## STATED PROBLEM:
Restate each line word for word. Leave out every picture.

═══ DATA RECORDS ═══

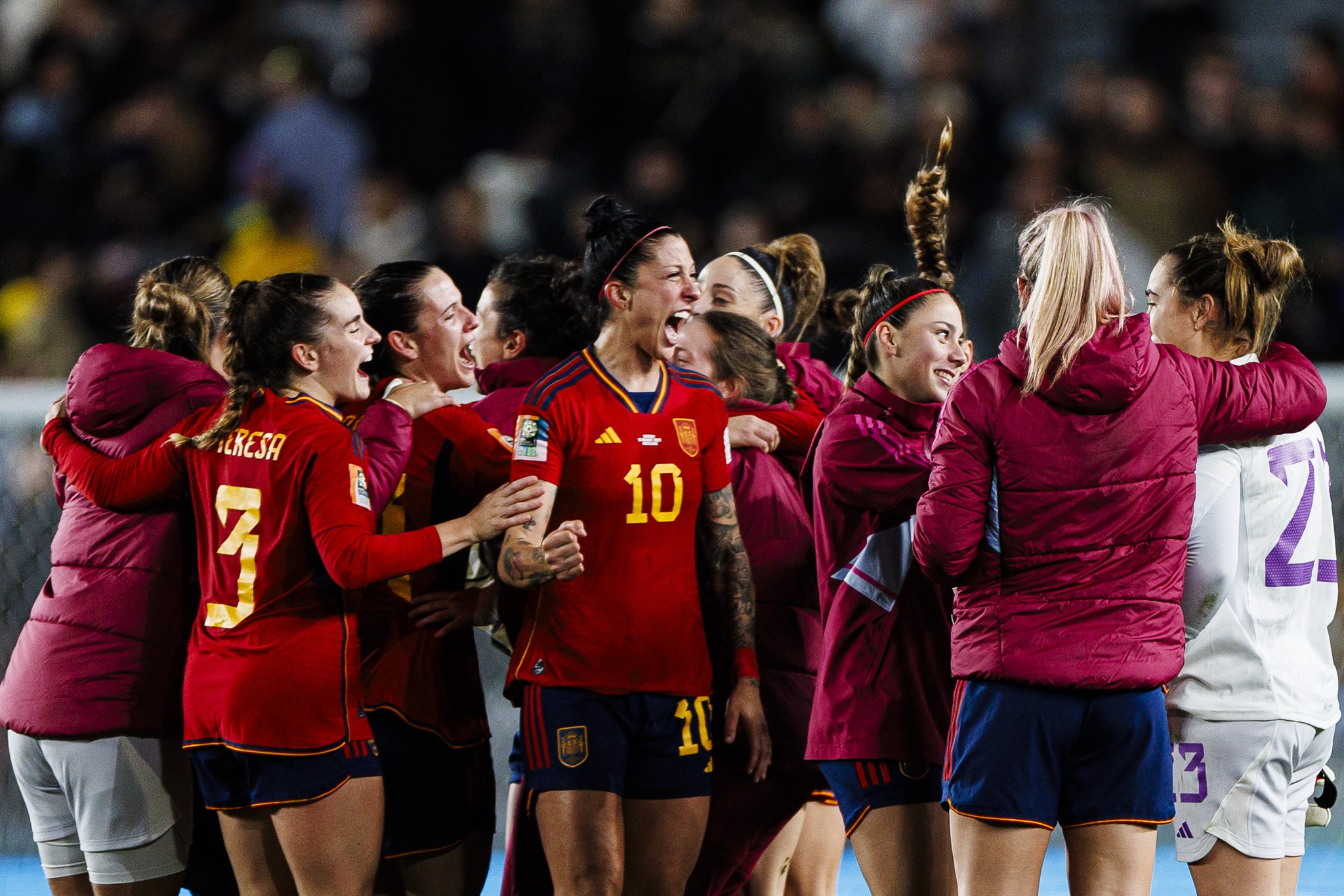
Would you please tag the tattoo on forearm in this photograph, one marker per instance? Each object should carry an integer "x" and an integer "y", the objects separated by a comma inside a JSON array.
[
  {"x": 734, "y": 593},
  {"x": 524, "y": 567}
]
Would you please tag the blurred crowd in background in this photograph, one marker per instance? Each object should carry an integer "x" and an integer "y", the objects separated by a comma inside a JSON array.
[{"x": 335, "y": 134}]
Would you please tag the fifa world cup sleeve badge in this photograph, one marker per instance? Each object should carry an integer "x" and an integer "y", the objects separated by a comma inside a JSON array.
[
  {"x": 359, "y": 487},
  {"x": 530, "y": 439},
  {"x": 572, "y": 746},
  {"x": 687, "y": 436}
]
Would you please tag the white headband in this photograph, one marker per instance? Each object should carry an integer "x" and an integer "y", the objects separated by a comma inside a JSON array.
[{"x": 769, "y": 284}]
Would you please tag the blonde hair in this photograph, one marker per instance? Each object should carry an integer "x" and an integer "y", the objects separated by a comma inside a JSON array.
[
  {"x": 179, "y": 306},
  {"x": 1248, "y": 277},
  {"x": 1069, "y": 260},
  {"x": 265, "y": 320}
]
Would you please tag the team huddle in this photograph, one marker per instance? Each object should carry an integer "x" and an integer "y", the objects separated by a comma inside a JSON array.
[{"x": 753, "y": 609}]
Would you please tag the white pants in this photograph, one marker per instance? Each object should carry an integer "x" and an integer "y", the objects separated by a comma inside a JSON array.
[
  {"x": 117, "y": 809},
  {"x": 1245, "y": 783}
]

═══

## EXERCISE ANSWER:
Would you please tag the tattoo on forearm in this photograph, one marker per instance? Each object should carry an integer "x" and an integer "y", the objects separated by a comma inside a JSON array.
[
  {"x": 734, "y": 593},
  {"x": 524, "y": 567}
]
Would you please tag the blurred crowd in background in this photograph, one marker per instance? Each object should carry an integer "x" and an integer "y", the objects separated by a comma inside a JSON array.
[{"x": 335, "y": 134}]
Would you please tag the fifa world cup sleeve badge in this photograph, one marker per instance? Each object should carry an integer "x" and an integer "y", the objects separated by a comma inside a JSON array.
[
  {"x": 359, "y": 487},
  {"x": 530, "y": 439},
  {"x": 572, "y": 746},
  {"x": 687, "y": 436}
]
Would you please tag the white headband in this photograph, one marker per instance? Each object should carry an integer "x" and an integer "y", the objects separated by a comma inside a JSON array.
[{"x": 769, "y": 284}]
Would you please tag the blonde hair in this photograph, one marker per instance? Each object should carry an integer "x" and an integer "y", the objects separated by a comma inside a JSON array.
[
  {"x": 179, "y": 306},
  {"x": 1248, "y": 277},
  {"x": 1069, "y": 260},
  {"x": 265, "y": 320}
]
Would you please tag the team huddle in this photograph, one marker per instance? Each object should carry an integer "x" and an integer "y", the objects separated by a comma inside a JSON array.
[{"x": 753, "y": 609}]
Would you please tag the white pants in this photograph, one marker per instance? Each object should carry an integer "x" and an integer "y", the objects separated by a comma inside a JSON array.
[
  {"x": 117, "y": 809},
  {"x": 1245, "y": 783}
]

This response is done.